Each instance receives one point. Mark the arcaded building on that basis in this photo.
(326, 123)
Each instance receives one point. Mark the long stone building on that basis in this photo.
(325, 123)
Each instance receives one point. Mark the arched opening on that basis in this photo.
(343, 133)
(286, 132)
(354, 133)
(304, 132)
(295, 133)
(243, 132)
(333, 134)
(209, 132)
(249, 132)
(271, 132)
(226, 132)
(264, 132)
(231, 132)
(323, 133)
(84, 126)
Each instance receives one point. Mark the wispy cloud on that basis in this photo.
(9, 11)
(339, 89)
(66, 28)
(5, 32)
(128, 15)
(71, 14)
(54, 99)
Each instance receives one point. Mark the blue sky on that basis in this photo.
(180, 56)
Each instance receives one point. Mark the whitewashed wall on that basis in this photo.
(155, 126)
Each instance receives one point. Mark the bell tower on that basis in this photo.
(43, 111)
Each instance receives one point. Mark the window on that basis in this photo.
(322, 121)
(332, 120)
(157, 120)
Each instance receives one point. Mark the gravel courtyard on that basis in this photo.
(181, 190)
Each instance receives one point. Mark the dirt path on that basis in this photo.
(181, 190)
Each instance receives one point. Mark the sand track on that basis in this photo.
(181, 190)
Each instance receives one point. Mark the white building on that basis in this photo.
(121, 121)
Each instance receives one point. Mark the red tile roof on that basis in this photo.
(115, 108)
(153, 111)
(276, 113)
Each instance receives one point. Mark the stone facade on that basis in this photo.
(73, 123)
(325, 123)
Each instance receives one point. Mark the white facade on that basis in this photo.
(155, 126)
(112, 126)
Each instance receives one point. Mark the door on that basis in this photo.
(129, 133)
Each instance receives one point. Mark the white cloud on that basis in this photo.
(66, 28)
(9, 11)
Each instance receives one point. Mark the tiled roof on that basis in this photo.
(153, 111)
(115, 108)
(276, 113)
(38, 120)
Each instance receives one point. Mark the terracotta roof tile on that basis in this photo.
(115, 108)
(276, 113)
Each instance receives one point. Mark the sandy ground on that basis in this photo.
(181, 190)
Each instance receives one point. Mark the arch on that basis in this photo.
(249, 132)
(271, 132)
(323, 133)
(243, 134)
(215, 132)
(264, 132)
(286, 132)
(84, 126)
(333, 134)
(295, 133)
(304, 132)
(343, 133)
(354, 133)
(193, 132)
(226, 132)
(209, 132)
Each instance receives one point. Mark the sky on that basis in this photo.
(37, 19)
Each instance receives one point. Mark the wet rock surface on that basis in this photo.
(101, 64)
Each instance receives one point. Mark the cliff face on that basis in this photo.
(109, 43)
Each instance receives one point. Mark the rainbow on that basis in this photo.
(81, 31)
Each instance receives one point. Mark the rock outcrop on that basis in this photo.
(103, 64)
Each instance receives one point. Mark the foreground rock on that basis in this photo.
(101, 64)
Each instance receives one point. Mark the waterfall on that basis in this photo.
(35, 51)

To do: Extract every row above verbatim, keeping its original order and wording.

Answer:
Each instance receives one point. Mark the arcaded building on that basis in this photo.
(326, 123)
Each instance receives one point. Mark the long stone building on that basis in this photo.
(325, 123)
Each instance receives one point. Mark the arched opening on that basis in this photo.
(343, 133)
(286, 132)
(354, 133)
(304, 132)
(295, 133)
(243, 132)
(333, 134)
(209, 132)
(249, 132)
(271, 132)
(226, 132)
(264, 132)
(231, 132)
(323, 133)
(84, 126)
Each instance receives one point. Mark the wispy cloud on that basis in this photo.
(9, 11)
(339, 89)
(66, 28)
(5, 32)
(128, 15)
(71, 14)
(54, 99)
Each instance receives one point. Mark the blue sky on that basis in this photo.
(180, 56)
Each instance receives one point. Mark the whitewashed wall on that basis in this photo.
(155, 126)
Each instance receives one point. Mark the bell tower on that basis in this photo.
(43, 111)
Each instance receives one point. Mark the window on that basis in this photo.
(322, 121)
(332, 120)
(157, 120)
Each instance receives one point. Mark the gravel courtyard on that basis in this photo.
(181, 190)
Each instance receives one point. Mark the dirt path on that basis in this photo.
(181, 190)
Each instance receives one point. Mark the sand track on that basis in this photo.
(181, 190)
Each instance receives one point. Mark the white building on that basis in this photo.
(121, 121)
Each instance receives one point. Mark the red tile roof on that basis in this photo.
(115, 108)
(153, 111)
(276, 113)
Each instance receives one point. Mark the stone facade on that basis in this photo.
(73, 123)
(325, 123)
Each instance receives one point. Mark the white facade on that basis in this photo.
(155, 126)
(112, 126)
Each instance receives one point. Mark the door on that basis in this photo.
(129, 133)
Each instance receives one point. Mark the white cloud on that basis in this photo.
(66, 28)
(9, 11)
Each instance receives one point. Mark the tiled roof on that basis in this photo.
(153, 111)
(115, 108)
(276, 113)
(38, 120)
Each instance receives one point. Mark the terracotta roof tile on that basis in this photo.
(115, 108)
(276, 113)
Each instance receives one point. Mark the sandy ground on that basis in this photo.
(181, 190)
Each instance receives one point. Mark the arch on that basis in this photo.
(249, 132)
(271, 132)
(323, 133)
(243, 134)
(215, 132)
(264, 132)
(286, 132)
(84, 126)
(333, 134)
(295, 133)
(304, 132)
(343, 133)
(354, 133)
(193, 132)
(226, 132)
(209, 132)
Each instance receives one point. Mark the sky on that basis in this photo.
(37, 19)
Each instance receives one point. Mark the wet rock surface on that basis in this photo.
(101, 64)
Each instance receives one point. Mark the cliff face on that basis in this photo.
(109, 43)
Each instance receives one point. Mark the rainbow on that basis in this photo.
(81, 31)
Each instance receives one point. Mark the rock outcrop on that basis in this photo.
(103, 64)
Each instance receives one point. Mark the foreground rock on that basis in this photo.
(101, 64)
Each instance receives one point. Mark the waterfall on that basis in this photo.
(35, 51)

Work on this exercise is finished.